McCutcheon spoke about an hour after his team had beaten the No. 1 team in the world, Brazil, in four sets.

That got the U.S. an unexpected and cherished gold medal in a sport in which it had seemed to lose traction about the time Karch Kiraly finally started acting his age. There had been those two Kiraly-led golds in 1984 and 1988, a bronze in Barcelona in ‘92, and trips home from the last three Olympics with empty pockets.

In the immediate aftermath of Clayton Stanley’s match-point spike into the hearts of the 2004 champion Brazilians, buried into the dead center of Brazil’s defense, McCutcheon had put his face in his hands and quietly stepped away from the court for a quick minute.

“I let the filters come down a little,” he said.

Then, it was back to his team, to the high-fives and hugs and slaps on the back. Soon there was a medal ceremony and more of the same. After the U.S. team received its gold medals, each player was handed a bouquet of flowers. After four years of working and hoping and trying, they could now stop and smell the roses. Literally.

> Records supplied:
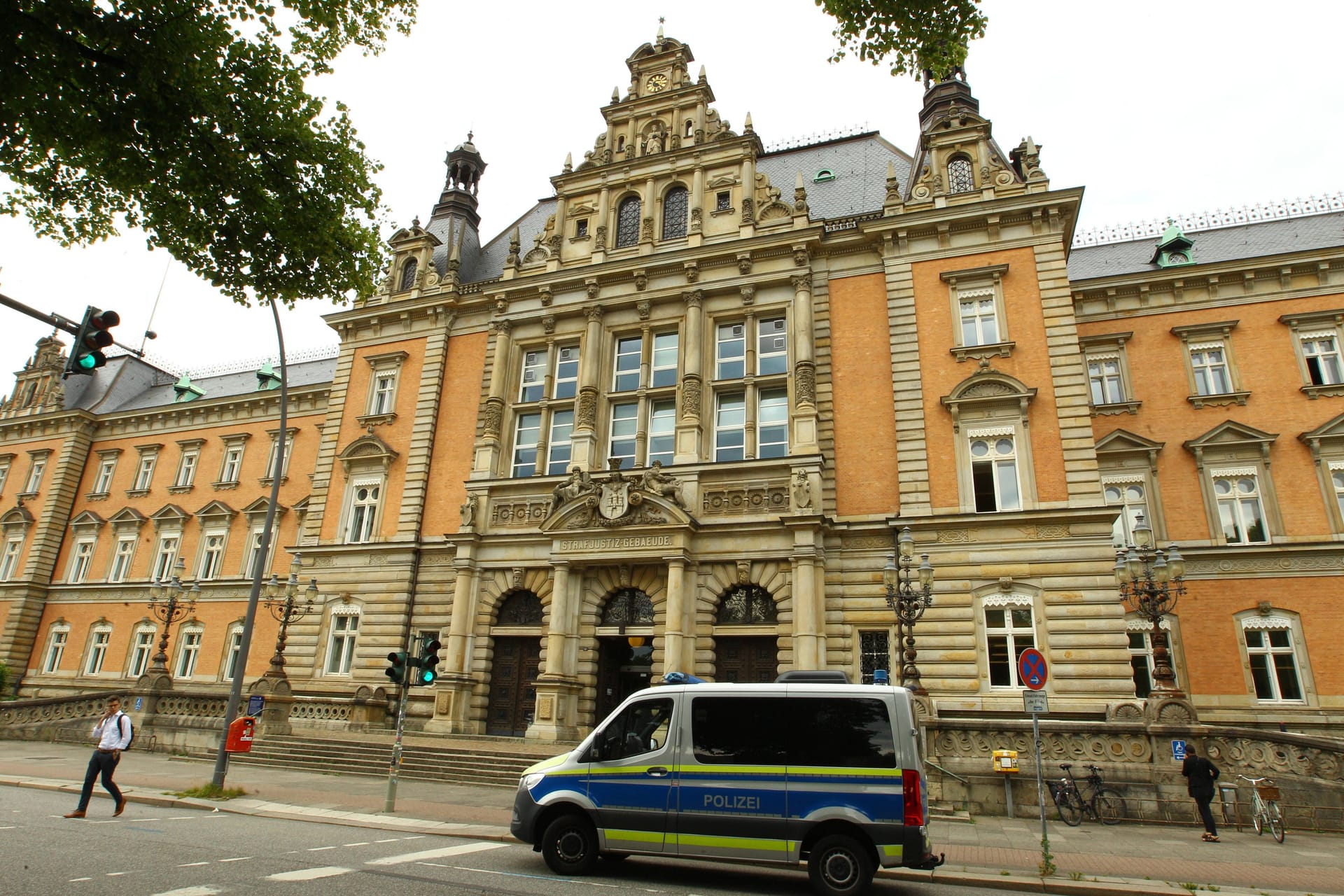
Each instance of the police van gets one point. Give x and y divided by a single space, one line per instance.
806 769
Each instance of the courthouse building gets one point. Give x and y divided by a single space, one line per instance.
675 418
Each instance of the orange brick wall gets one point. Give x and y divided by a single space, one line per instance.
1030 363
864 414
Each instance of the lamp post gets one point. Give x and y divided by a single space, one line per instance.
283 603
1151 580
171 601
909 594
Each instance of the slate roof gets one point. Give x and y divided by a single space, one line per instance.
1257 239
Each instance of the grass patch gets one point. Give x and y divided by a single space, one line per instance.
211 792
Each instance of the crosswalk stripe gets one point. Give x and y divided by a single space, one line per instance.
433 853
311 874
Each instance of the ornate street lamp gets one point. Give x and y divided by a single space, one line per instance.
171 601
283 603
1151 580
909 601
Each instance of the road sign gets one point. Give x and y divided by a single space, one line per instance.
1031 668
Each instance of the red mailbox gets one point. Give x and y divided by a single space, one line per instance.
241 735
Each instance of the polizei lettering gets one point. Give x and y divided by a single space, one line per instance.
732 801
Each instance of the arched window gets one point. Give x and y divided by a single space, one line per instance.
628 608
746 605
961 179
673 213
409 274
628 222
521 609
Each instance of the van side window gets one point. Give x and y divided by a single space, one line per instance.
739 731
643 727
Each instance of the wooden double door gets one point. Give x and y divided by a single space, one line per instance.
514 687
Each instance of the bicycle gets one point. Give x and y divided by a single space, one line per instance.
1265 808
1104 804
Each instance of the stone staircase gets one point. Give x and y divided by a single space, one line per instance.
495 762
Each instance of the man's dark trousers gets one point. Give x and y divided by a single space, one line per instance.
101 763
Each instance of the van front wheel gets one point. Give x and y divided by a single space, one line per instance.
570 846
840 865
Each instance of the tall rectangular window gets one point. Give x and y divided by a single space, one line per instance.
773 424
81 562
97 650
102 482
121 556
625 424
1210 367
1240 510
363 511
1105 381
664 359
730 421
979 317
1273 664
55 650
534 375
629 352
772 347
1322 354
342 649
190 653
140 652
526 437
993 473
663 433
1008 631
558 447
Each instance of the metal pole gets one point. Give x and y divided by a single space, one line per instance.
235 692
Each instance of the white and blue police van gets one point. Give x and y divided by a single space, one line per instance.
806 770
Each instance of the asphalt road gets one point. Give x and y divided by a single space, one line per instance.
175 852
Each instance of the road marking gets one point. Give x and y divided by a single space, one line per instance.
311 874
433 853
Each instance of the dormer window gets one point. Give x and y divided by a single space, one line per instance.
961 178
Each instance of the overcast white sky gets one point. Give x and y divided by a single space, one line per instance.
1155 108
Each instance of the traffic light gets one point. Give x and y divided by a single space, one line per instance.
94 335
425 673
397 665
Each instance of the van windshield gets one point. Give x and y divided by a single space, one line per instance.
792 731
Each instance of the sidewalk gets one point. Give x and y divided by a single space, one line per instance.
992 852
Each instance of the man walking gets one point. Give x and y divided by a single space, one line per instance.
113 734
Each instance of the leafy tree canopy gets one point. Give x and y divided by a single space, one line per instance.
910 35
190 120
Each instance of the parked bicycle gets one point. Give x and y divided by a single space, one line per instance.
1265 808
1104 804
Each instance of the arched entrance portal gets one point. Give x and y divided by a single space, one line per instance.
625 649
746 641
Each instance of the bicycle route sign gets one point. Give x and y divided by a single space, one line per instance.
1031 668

> Goals:
**A.** Name every person the volleyball article mentions by name.
**B.** Pick up the volleyball article after its last sentence and write how it continues.

> Expected answers:
**A.** McCutcheon, Karch Kiraly, Clayton Stanley

**B.**
Next was the parade through the mixed zone, dozens of tape recorders pushing at him, McCutcheon trying to satisfy everybody, his words filtering out in dribs and drabs against the ever-present Olympic theme song and the sounds of 18,000 people departing Beijing’s Capital Gymnasium.

When these Games began, McCutcheon was known in volleyball circles and few places else. Few knew his background as a New Zealand volleyball player, even a beach volleyball touring pro for a short stint. Few knew he graduated from Brigham Young University, coached there, then hooked up with USA Volleyball and worked his way through the ranks until he took over in 2005.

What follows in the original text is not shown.